- [Supplied text]:
The opening scene of Tyrannosaur is Joseph (Peter Mullan) storming out of a bar, swearing up a storm, mad at something and takes his anger out on his best friend; his trusting dog. Visibly shaken by this, Joseph goes home to mourn his friend and buries him. Peter finds himself passed out in front of a thrift shop where the owner, Hannah (Olivia Colman), takes him in. Despite the kindness she shows him, Joseph lashes out at Hannah and we see a man that is mad at everything and cannot seem to control it. Hannah and Joseph form an unlikely friendship as we learn the secrets of their lives and understand why they connect.

A difficult movie to put into words, Tyrannosaur is one of the most powerful films I’ve ever seen. I was unsure where the film would take me but I can safely say that I was not expecting where we ended up. Joseph is such an unlikable human being and yet there is such extreme sadness waiting just beneath his raging exterior. Peter Mullan does such a frightening and gentle portrayal that leaves you wondering if Joseph is someone you should be rooting for or not. Olivia Colman also gives a fantastic performance and her character surprises even more than Joseph.

- [What you are asked to do]: Reproduce the passage of the Tyrannosaur review that begins at "A difficult movie" and stops after "more than Joseph.". The data that follows is separate from the Tyrannosaur review.

- [Dataset extract]:
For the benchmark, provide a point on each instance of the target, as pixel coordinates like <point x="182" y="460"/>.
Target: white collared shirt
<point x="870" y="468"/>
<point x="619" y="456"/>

- [Answer to the problem]:
A difficult movie to put into words, Tyrannosaur is one of the most powerful films I’ve ever seen. I was unsure where the film would take me but I can safely say that I was not expecting where we ended up. Joseph is such an unlikable human being and yet there is such extreme sadness waiting just beneath his raging exterior. Peter Mullan does such a frightening and gentle portrayal that leaves you wondering if Joseph is someone you should be rooting for or not. Olivia Colman also gives a fantastic performance and her character surprises even more than Joseph.